> INSTRUCTIONS TO FOLLOW: Identify each line in the material below that contains the string "wall", treating uppercase and lowercase as different, and copy every such line.

[Saved data entries]
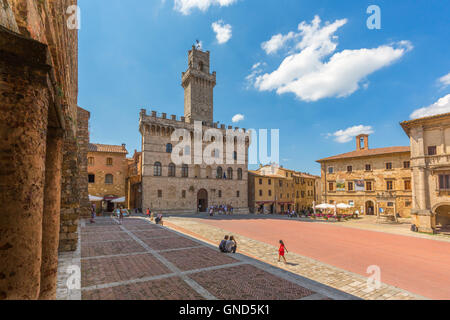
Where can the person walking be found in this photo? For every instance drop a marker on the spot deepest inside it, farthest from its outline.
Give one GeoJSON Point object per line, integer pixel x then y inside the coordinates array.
{"type": "Point", "coordinates": [281, 251]}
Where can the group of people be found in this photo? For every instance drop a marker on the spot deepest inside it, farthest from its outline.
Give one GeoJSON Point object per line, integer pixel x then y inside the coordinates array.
{"type": "Point", "coordinates": [221, 209]}
{"type": "Point", "coordinates": [228, 245]}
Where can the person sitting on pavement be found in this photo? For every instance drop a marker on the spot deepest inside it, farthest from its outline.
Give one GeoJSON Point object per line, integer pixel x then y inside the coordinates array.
{"type": "Point", "coordinates": [222, 245]}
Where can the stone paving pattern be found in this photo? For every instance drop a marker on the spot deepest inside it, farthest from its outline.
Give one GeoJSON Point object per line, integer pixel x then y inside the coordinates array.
{"type": "Point", "coordinates": [312, 269]}
{"type": "Point", "coordinates": [142, 261]}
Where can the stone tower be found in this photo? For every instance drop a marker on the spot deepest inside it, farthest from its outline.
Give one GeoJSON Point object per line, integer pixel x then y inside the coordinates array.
{"type": "Point", "coordinates": [198, 84]}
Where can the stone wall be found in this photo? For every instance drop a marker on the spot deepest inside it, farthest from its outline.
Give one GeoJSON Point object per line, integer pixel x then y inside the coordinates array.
{"type": "Point", "coordinates": [378, 176]}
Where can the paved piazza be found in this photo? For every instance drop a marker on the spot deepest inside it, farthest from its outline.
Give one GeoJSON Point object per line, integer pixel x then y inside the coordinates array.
{"type": "Point", "coordinates": [142, 261]}
{"type": "Point", "coordinates": [413, 266]}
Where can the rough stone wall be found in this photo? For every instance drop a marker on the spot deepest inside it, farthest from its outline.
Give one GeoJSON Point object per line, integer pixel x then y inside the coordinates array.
{"type": "Point", "coordinates": [83, 142]}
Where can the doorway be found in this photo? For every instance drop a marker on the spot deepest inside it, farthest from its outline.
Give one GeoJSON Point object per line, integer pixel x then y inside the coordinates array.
{"type": "Point", "coordinates": [202, 200]}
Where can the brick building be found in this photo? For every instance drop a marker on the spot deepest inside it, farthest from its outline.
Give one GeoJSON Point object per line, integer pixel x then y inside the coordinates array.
{"type": "Point", "coordinates": [430, 163]}
{"type": "Point", "coordinates": [107, 170]}
{"type": "Point", "coordinates": [369, 179]}
{"type": "Point", "coordinates": [192, 183]}
{"type": "Point", "coordinates": [41, 184]}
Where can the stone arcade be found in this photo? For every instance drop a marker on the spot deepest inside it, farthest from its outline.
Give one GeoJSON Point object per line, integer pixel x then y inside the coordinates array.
{"type": "Point", "coordinates": [167, 187]}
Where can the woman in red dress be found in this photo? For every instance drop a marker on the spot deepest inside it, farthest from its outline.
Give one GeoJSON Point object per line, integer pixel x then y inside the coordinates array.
{"type": "Point", "coordinates": [281, 251]}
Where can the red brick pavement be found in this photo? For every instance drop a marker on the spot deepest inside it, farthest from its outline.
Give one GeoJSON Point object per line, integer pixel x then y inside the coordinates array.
{"type": "Point", "coordinates": [176, 242]}
{"type": "Point", "coordinates": [154, 233]}
{"type": "Point", "coordinates": [104, 236]}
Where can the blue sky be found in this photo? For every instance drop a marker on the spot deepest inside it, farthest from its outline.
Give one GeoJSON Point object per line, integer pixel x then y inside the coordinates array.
{"type": "Point", "coordinates": [132, 53]}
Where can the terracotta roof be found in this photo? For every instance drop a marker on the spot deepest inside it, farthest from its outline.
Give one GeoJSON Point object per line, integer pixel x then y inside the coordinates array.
{"type": "Point", "coordinates": [94, 147]}
{"type": "Point", "coordinates": [367, 153]}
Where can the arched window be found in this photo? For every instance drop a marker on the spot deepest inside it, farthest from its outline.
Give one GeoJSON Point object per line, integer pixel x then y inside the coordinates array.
{"type": "Point", "coordinates": [230, 174]}
{"type": "Point", "coordinates": [172, 170]}
{"type": "Point", "coordinates": [109, 179]}
{"type": "Point", "coordinates": [219, 174]}
{"type": "Point", "coordinates": [239, 174]}
{"type": "Point", "coordinates": [157, 169]}
{"type": "Point", "coordinates": [185, 171]}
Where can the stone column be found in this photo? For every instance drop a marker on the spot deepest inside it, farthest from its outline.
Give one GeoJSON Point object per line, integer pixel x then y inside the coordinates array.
{"type": "Point", "coordinates": [24, 101]}
{"type": "Point", "coordinates": [50, 221]}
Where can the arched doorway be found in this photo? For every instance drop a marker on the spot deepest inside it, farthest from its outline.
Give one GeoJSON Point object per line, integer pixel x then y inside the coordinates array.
{"type": "Point", "coordinates": [202, 200]}
{"type": "Point", "coordinates": [370, 209]}
{"type": "Point", "coordinates": [443, 219]}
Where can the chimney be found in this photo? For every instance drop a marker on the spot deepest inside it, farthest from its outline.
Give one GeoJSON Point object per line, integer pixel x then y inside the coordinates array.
{"type": "Point", "coordinates": [362, 142]}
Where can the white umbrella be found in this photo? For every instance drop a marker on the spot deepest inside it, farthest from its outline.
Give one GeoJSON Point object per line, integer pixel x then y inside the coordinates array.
{"type": "Point", "coordinates": [94, 198]}
{"type": "Point", "coordinates": [119, 200]}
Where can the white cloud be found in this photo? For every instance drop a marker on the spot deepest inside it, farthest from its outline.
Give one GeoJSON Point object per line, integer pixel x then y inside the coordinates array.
{"type": "Point", "coordinates": [344, 136]}
{"type": "Point", "coordinates": [277, 42]}
{"type": "Point", "coordinates": [306, 73]}
{"type": "Point", "coordinates": [445, 80]}
{"type": "Point", "coordinates": [238, 117]}
{"type": "Point", "coordinates": [223, 31]}
{"type": "Point", "coordinates": [186, 6]}
{"type": "Point", "coordinates": [439, 107]}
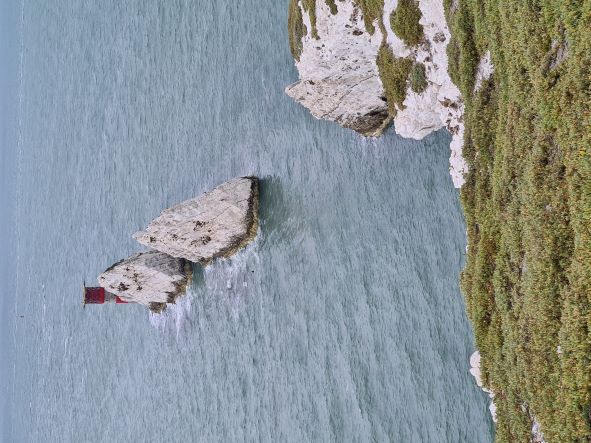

> SOLUTION TO THIS EXERCISE:
Where can the stone wall be found in this photo? For every instance drop a marker on the spot deepest inside it, farthest from its outline.
Where can the rough stone wall be found in this photo? For every instance drop a marker on the spot deepest inside it, farthest from its outline.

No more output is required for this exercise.